[start of Recorded data]

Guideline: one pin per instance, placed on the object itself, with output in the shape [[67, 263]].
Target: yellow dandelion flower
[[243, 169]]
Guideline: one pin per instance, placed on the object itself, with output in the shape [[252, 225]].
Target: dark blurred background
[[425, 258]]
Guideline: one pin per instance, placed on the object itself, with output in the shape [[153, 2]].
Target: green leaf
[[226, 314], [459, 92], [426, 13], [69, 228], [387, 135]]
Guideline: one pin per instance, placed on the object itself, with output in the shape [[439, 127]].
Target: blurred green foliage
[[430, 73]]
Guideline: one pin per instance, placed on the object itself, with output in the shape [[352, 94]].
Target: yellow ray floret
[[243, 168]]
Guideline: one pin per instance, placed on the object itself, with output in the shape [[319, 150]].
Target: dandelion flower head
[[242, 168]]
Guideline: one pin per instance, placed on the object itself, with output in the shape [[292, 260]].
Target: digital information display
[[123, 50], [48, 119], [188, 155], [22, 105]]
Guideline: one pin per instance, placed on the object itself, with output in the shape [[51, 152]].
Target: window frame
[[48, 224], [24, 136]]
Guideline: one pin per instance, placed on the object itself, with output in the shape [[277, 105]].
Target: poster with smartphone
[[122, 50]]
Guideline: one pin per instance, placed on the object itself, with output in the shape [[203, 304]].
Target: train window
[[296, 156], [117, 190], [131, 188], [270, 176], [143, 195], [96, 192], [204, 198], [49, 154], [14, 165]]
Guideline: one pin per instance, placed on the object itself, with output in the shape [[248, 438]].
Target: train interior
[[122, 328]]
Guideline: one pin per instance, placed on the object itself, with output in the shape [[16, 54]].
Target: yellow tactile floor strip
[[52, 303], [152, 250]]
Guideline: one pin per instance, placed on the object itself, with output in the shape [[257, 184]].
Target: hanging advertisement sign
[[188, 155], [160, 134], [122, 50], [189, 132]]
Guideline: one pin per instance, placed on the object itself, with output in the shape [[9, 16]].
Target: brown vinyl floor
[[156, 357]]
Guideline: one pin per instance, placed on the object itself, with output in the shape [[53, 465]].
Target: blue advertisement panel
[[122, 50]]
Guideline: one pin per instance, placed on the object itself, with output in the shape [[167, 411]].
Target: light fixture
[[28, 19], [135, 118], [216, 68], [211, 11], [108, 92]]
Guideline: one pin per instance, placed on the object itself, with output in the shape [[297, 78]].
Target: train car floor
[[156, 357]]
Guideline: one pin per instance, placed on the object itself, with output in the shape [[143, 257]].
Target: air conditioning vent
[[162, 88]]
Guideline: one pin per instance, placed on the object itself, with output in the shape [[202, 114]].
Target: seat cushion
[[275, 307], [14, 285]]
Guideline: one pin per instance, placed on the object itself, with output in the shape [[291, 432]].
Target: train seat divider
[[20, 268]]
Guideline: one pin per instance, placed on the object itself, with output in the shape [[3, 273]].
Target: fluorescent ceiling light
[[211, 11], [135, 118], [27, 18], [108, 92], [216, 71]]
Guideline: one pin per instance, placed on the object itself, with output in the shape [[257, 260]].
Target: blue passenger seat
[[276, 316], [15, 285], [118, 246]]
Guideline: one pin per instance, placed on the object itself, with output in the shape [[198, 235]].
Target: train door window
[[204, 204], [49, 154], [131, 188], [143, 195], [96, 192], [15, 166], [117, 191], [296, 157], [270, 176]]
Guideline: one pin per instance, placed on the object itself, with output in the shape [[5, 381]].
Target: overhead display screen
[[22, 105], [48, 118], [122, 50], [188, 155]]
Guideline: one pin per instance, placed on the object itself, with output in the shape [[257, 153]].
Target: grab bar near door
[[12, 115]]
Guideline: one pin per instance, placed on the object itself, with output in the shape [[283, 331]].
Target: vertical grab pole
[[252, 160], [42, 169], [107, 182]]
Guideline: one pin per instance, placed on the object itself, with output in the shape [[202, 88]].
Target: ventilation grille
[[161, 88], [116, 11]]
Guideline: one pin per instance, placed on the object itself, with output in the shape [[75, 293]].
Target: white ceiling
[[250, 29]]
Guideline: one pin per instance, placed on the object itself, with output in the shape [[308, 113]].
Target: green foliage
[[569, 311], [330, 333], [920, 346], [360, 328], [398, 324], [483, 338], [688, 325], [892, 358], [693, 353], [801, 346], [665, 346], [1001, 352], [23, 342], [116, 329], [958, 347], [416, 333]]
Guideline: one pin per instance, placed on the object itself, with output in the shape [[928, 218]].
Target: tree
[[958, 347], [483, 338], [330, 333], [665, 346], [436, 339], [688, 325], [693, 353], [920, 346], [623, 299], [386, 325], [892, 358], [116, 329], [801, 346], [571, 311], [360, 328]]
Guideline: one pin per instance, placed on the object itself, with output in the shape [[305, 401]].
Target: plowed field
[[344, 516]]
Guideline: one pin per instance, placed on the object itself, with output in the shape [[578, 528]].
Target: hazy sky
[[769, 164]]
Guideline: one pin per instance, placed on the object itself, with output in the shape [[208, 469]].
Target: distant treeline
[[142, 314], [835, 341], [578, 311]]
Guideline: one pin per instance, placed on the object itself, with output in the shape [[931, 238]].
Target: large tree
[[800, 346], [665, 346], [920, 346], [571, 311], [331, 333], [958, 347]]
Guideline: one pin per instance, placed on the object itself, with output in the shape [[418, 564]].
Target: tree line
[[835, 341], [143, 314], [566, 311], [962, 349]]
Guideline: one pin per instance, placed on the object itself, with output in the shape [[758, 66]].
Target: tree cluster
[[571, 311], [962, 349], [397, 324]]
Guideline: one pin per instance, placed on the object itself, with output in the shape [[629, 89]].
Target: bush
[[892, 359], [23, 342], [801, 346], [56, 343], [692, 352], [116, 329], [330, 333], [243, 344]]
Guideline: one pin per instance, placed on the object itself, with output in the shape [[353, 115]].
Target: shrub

[end of Recorded data]

● What you have to do: Can you update the data above by replacing every "Target" with "Label" and leaving all else unchanged?

● Full answer:
Guideline: one pin per instance, placed on the object itself, with output in the shape [[67, 263]].
Label: yellow dandelion flower
[[243, 169]]
Guideline: one pin per instance, placed on the object itself, with output in the shape [[252, 225]].
Label: dark blurred background
[[425, 258]]
Guideline: one pin per instance, placed on the object itself, with output in the shape [[153, 2]].
Label: green leaf
[[226, 314], [459, 92], [426, 13], [69, 228], [387, 135]]
Guideline: one pin per instance, placed on the object itself, with output in the shape [[439, 127]].
Label: blurred green foliage
[[430, 73]]
Guideline: one pin per instance, placed on the object itself, with output in the shape [[352, 94]].
Label: yellow ray floret
[[243, 168]]
Guideline: one pin per instance, placed on the object itself, with output in the shape [[319, 150]].
Label: dandelion flower head
[[242, 168]]
Guideline: one pin per instance, placed on the object itself, with output in the shape [[292, 260]].
Label: digital information display
[[123, 50], [48, 119], [188, 155], [22, 105]]
Guideline: one pin per instance, placed on the object itself, with output in the shape [[51, 152]].
Label: window frame
[[48, 224], [24, 136]]
Guideline: one pin per instance, placed on the object itself, with output in the shape [[277, 105]].
Label: poster with smartphone
[[122, 50]]
Guideline: one pin per instance, placed on the object itself, with output in the shape [[203, 304]].
Label: train window
[[296, 156], [117, 190], [131, 188], [270, 176], [143, 195], [96, 192], [204, 198], [49, 154], [14, 165]]
Guideline: one pin per instance, placed on the object itself, with output in the shape [[248, 438]].
Label: train interior
[[122, 328]]
Guideline: one pin per instance, placed on the object itself, with output in the shape [[16, 54]].
Label: yellow tactile floor strip
[[52, 303], [152, 250]]
Guideline: one pin per instance, placed on the object itself, with output in the shape [[257, 184]].
Label: hanging advertisement sign
[[188, 155], [160, 134], [122, 50], [189, 132]]
Guideline: one pin per instance, placed on the object itself, with output in the shape [[9, 16]].
Label: brown vinyl floor
[[156, 357]]
Guideline: one pin per instance, placed on the object itself, with output in the shape [[53, 465]].
Label: blue advertisement panel
[[122, 50]]
Guideline: one pin per instance, placed on the object itself, with output in the shape [[167, 411]].
Label: light fixture
[[28, 19], [135, 118], [216, 68], [211, 11], [108, 92]]
Guideline: one pin per instance, placed on the object itself, with output in the shape [[297, 78]].
Label: train car floor
[[156, 357]]
Guideline: one pin per instance, placed on the object itself, with output in the shape [[143, 257]].
Label: air conditioning vent
[[162, 88]]
Guideline: one pin per instance, placed on the object itself, with output in the shape [[202, 114]].
Label: seat cushion
[[275, 307], [14, 285]]
Guideline: one pin per instance, placed on the object itself, with output in the shape [[291, 432]].
Label: train seat divider
[[20, 268]]
Guideline: one pin per instance, placed on the object itself, with output in the shape [[3, 273]].
Label: fluorescent ceiling light
[[211, 11], [135, 118], [27, 18], [108, 92], [216, 71]]
Guideline: one pin per instance, placed on the object itself, with output in the shape [[257, 260]].
Label: blue passenger seat
[[276, 316], [15, 285], [118, 246]]
Guideline: one pin per instance, placed on the object itself, with output in the shape [[198, 235]].
Label: train door window
[[204, 204], [49, 154], [131, 188], [143, 195], [96, 192], [15, 166], [117, 191], [296, 157], [270, 176]]
Guideline: one pin per instance, placed on the object itself, with output in the shape [[5, 381]].
Label: overhead display screen
[[22, 105], [48, 118], [122, 50], [188, 155]]
Guideline: one pin per instance, placed on the object itself, with output in the shape [[257, 153]].
Label: grab bar near door
[[12, 115]]
Guideline: one pin per instance, placed on the object itself, with output in the shape [[283, 331]].
Label: vertical grab pole
[[252, 160], [42, 169], [107, 182]]
Guideline: one pin per instance, placed on the object itself, with output in the shape [[202, 88]].
Label: ventilation grille
[[161, 88], [116, 11]]
Guideline: one pin per instance, placed on the object itself, with output in the shape [[75, 293]].
Label: white ceiling
[[250, 29]]
Guideline: one pin per instance, placed on the object itself, with output in the shape [[308, 113]].
Label: green foliage
[[569, 311], [330, 333], [920, 346], [360, 328], [398, 324], [483, 338], [688, 325], [892, 358], [693, 353], [801, 346], [665, 346], [1001, 352], [23, 342], [116, 329], [958, 347], [416, 333]]
Guideline: one pin per instance, placed on the object itself, with output in the shape [[928, 218]].
Label: tree
[[958, 347], [483, 338], [330, 333], [665, 346], [436, 339], [688, 325], [693, 353], [920, 346], [623, 299], [386, 325], [892, 358], [116, 329], [801, 346], [571, 311], [360, 328]]
Guideline: one pin per instance, placed on the object itself, with output in the shape [[305, 401]].
Label: plowed field
[[344, 516]]
Guideline: one pin per instance, placed on the object itself, with output in the shape [[578, 528]].
Label: hazy sky
[[769, 164]]
Guideline: one pin per instance, placed on the object itself, with output in the shape [[208, 469]].
Label: distant treeline
[[142, 314], [835, 341], [578, 311]]
Guideline: one pin per instance, placed on the object itself, with output in the shape [[931, 238]].
Label: large tree
[[800, 346], [665, 346], [920, 346], [571, 311], [331, 333], [958, 347]]
Guideline: one pin per instance, placed on the object itself, with output in the shape [[418, 564]].
Label: tree line
[[835, 341], [143, 314], [566, 311], [962, 349]]
Guideline: one pin per instance, placed on the object itself, with output in the shape [[758, 66]].
Label: tree cluster
[[571, 311], [962, 349], [397, 324]]
Guideline: one pin per instance, placed on the object itself, with output in the shape [[629, 89]].
Label: bush
[[892, 359], [23, 342], [801, 346], [56, 343], [692, 352], [116, 329], [330, 333], [243, 344]]
Guideline: one pin per instance, placed on the object itself, with output in the shape [[353, 115]].
Label: shrub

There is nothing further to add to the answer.